### JOBS:
(A) In the U+FEFF post, which protocol is named as one that lacks encoding identification mechanisms for payloads?
(B) Return everything in the U+FEFF post from "or from other" down to "we're discussing here?".

── PAGE EXTRACT ──

On 2017-09-26 15:09, Carsten Bormann wrote:
o A protocol SHOULD NOT forbid use of U+FEFF as a signature for
those textual protocol elements for which the protocol does not
provide character encoding identification mechanisms, when a ban
would be unenforceable, or when it is expected that
implementations of the protocol will not be in a position to
always use the mechanisms properly. The latter two cases are
likely to occur with larger protocol elements such as MIME
entities, especially when implementations of the protocol will
obtain such entities from file systems, from protocols that do not
have encoding identification mechanisms for payloads (such as FTP)
or from other protocols that do not guarantee proper
identification of character encoding (such as HTTP).
...which is *exactly* what we're discussing here?
This is only the pertaining case if we want that to be so.
The “protocol” could be “RFCs are in UTF-8”. Done.

───
── COLLECTED DATA ──

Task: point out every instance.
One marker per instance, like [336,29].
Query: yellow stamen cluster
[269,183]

───

### WORKED ANSWERS:
(A) FTP

(B)
or from other protocols that do not guarantee proper
identification of character encoding (such as HTTP).
...which is *exactly* what we're discussing here?